Look for the string "panel" in the listing below, then copy every line that has it.
====== RECORD EXCERPTS
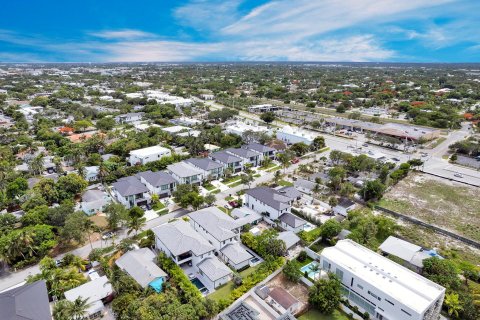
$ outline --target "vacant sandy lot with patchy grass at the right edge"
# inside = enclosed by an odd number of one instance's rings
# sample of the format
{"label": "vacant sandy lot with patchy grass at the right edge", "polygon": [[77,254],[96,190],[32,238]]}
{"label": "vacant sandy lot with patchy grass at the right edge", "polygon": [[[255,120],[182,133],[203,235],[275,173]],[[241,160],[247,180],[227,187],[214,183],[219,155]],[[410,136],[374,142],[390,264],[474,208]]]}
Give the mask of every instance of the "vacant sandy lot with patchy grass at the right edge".
{"label": "vacant sandy lot with patchy grass at the right edge", "polygon": [[391,188],[381,206],[480,240],[480,189],[423,174]]}

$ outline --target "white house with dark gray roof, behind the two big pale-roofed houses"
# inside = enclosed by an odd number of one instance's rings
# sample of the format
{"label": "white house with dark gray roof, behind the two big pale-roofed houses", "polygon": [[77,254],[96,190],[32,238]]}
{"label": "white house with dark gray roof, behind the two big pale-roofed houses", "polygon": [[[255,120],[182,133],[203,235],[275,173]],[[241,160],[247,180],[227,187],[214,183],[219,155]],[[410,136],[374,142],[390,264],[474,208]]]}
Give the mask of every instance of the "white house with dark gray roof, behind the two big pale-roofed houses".
{"label": "white house with dark gray roof, behind the two big pale-roofed houses", "polygon": [[282,214],[290,212],[293,200],[275,189],[257,187],[245,191],[244,205],[270,220],[276,220]]}

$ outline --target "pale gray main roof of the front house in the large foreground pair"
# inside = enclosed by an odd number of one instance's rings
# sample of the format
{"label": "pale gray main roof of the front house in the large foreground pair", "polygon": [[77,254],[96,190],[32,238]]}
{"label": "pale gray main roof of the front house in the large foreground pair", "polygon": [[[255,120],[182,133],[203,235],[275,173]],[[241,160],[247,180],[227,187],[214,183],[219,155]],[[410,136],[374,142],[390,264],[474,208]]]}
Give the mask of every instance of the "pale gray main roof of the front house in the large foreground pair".
{"label": "pale gray main roof of the front house in the large foreground pair", "polygon": [[198,234],[188,222],[177,220],[152,228],[155,236],[174,255],[192,252],[196,256],[210,252],[215,248]]}

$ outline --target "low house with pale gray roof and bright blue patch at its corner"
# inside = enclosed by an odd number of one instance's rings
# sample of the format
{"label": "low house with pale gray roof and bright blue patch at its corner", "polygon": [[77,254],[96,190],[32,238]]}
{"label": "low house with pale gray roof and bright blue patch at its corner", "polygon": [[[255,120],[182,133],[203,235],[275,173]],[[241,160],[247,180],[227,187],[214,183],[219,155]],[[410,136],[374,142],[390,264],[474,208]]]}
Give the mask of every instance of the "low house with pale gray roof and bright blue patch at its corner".
{"label": "low house with pale gray roof and bright blue patch at its corner", "polygon": [[155,263],[156,254],[149,248],[141,248],[125,253],[115,264],[142,288],[150,286],[156,292],[162,291],[167,274]]}

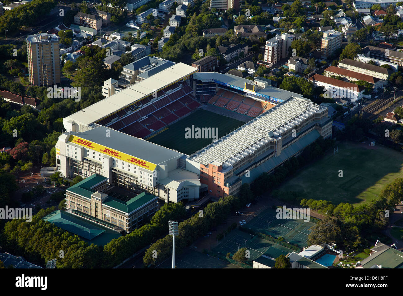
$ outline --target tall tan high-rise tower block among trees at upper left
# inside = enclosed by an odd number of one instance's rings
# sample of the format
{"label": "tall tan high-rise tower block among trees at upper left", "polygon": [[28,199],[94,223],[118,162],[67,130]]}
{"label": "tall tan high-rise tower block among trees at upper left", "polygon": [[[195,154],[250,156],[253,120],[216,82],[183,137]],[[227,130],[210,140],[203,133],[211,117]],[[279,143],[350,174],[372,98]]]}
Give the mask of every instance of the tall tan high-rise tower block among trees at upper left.
{"label": "tall tan high-rise tower block among trees at upper left", "polygon": [[29,35],[27,41],[28,73],[31,85],[60,83],[59,40],[55,34]]}

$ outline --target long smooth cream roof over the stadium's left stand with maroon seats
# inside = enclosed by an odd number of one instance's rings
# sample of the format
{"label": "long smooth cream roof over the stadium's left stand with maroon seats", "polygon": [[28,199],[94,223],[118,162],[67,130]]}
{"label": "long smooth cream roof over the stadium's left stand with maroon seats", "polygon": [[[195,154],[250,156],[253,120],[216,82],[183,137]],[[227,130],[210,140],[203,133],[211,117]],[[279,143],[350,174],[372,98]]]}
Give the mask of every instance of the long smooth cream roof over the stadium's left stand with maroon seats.
{"label": "long smooth cream roof over the stadium's left stand with maroon seats", "polygon": [[148,79],[140,81],[139,83],[94,103],[79,112],[71,114],[64,118],[64,120],[73,120],[77,124],[88,126],[97,120],[125,108],[139,99],[152,95],[154,91],[158,91],[159,89],[171,85],[196,71],[198,71],[196,68],[187,64],[174,64]]}

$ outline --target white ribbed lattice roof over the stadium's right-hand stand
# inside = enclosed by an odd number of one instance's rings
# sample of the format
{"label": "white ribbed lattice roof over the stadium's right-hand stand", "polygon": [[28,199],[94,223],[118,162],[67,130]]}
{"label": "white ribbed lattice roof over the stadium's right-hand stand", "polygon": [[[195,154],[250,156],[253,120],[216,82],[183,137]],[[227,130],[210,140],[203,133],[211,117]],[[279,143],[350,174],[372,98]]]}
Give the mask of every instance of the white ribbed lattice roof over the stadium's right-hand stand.
{"label": "white ribbed lattice roof over the stadium's right-hand stand", "polygon": [[289,98],[240,128],[193,153],[189,160],[223,168],[232,166],[259,147],[314,114],[320,107],[309,100]]}

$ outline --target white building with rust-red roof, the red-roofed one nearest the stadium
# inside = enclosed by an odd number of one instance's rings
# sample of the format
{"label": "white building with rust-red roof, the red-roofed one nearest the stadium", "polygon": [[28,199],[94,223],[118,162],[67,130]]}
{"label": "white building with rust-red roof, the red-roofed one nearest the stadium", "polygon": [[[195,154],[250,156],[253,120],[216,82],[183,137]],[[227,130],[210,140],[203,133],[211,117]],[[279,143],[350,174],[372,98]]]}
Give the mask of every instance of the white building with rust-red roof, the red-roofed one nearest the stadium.
{"label": "white building with rust-red roof, the red-roofed one nearest the stadium", "polygon": [[324,97],[326,99],[345,99],[355,102],[364,96],[365,87],[349,83],[343,80],[326,77],[323,75],[315,74],[308,78],[312,81],[315,87],[324,87]]}

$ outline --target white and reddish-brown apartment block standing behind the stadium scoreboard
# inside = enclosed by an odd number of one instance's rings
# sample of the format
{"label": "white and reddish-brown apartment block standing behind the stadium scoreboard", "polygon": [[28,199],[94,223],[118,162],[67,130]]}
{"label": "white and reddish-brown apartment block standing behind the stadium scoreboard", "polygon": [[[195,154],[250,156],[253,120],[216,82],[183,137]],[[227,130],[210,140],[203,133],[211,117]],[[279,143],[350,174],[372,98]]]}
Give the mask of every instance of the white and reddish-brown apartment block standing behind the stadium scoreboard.
{"label": "white and reddish-brown apartment block standing behind the stadium scoreboard", "polygon": [[287,58],[291,42],[294,40],[295,36],[287,33],[267,40],[264,46],[264,62],[271,64],[278,62],[281,58]]}

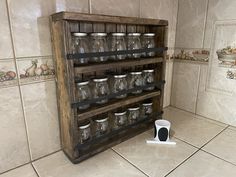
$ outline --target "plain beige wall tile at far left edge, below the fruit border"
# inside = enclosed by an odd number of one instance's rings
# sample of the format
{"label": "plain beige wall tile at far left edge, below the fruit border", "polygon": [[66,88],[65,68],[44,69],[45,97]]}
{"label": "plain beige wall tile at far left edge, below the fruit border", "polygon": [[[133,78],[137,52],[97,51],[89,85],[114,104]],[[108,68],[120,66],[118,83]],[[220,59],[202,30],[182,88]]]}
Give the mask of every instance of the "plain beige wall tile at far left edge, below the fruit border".
{"label": "plain beige wall tile at far left edge, below the fruit border", "polygon": [[18,87],[0,89],[0,173],[29,162]]}

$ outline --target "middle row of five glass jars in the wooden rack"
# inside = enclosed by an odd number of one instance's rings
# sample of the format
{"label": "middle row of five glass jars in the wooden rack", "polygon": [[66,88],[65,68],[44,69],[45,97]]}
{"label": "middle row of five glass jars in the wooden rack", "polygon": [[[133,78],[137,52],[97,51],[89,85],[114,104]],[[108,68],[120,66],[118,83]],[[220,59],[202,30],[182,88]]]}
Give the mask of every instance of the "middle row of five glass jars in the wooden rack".
{"label": "middle row of five glass jars in the wooden rack", "polygon": [[[147,86],[154,84],[154,69],[146,69],[143,71],[133,71],[128,74],[113,74],[109,77],[97,77],[92,81],[77,82],[77,99],[79,102],[88,101],[93,98],[102,98],[110,95],[111,93],[118,93],[115,96],[117,99],[127,97],[127,93],[119,94],[120,92],[127,91],[128,89],[135,89],[137,87]],[[145,88],[146,91],[151,91],[155,87],[150,86]],[[142,89],[132,91],[132,94],[142,93]],[[108,98],[97,101],[97,104],[104,104],[108,102]],[[90,107],[90,104],[83,104],[79,106],[80,110]]]}

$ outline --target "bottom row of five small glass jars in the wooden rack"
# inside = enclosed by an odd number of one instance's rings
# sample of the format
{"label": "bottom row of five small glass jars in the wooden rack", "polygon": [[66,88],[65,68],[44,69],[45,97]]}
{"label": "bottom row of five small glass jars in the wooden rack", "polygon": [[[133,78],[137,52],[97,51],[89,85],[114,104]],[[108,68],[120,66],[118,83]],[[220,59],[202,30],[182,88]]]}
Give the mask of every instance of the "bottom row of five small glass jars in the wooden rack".
{"label": "bottom row of five small glass jars in the wooden rack", "polygon": [[79,141],[83,144],[92,137],[100,137],[112,130],[118,130],[141,119],[147,119],[152,114],[153,102],[148,100],[141,104],[131,105],[126,109],[118,109],[95,116],[91,120],[79,123]]}

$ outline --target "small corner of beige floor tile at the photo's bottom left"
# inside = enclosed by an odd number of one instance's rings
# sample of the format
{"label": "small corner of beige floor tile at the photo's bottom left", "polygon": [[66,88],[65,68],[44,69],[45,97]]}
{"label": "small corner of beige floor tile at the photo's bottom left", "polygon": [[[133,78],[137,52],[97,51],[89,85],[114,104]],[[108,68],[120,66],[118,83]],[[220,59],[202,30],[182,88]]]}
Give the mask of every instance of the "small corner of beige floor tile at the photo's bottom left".
{"label": "small corner of beige floor tile at the photo's bottom left", "polygon": [[37,177],[33,167],[28,164],[0,175],[0,177]]}

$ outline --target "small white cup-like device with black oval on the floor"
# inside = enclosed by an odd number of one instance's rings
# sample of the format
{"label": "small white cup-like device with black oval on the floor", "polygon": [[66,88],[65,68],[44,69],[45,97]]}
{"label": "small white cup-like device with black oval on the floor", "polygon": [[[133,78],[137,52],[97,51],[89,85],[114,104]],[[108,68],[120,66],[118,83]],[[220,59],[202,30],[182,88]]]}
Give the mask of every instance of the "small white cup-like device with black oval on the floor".
{"label": "small white cup-like device with black oval on the floor", "polygon": [[176,142],[170,141],[170,125],[171,123],[168,120],[156,120],[154,125],[154,139],[146,140],[146,143],[175,145]]}

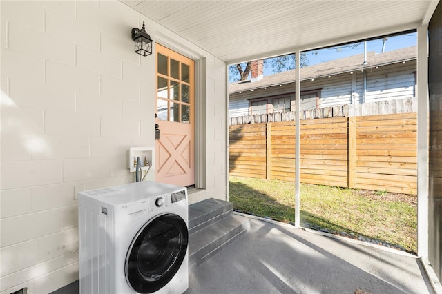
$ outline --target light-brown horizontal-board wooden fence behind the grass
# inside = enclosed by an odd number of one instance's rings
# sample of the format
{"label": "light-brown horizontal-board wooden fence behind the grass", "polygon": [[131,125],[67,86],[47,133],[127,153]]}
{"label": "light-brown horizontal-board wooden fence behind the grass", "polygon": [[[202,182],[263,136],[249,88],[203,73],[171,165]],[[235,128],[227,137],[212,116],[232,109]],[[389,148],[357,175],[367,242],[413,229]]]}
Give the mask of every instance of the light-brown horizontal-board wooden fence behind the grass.
{"label": "light-brown horizontal-board wooden fence behind the grass", "polygon": [[[229,173],[294,181],[295,121],[229,126]],[[300,121],[300,182],[416,194],[416,112]]]}

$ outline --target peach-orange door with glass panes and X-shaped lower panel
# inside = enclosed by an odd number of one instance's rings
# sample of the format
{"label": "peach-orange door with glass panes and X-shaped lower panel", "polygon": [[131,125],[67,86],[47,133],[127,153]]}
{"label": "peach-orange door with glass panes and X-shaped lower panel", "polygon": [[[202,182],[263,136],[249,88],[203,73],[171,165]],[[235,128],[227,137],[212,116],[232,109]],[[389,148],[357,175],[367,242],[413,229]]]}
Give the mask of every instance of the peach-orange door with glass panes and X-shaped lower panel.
============
SOLUTION FOR THIS PROBLEM
$ outline --target peach-orange door with glass panes and X-shaped lower panel
{"label": "peach-orange door with glass panes and X-shaped lower panel", "polygon": [[131,125],[67,86],[47,133],[127,153]]}
{"label": "peach-orange door with glass panes and X-shaped lower panel", "polygon": [[[202,182],[263,136],[249,88],[203,73],[171,165]],[[235,128],[227,137],[212,116],[232,109]],[[389,148],[357,175],[367,242],[413,229]]]}
Give the mask of every instance of the peach-orange door with glass panes and X-shaped lower panel.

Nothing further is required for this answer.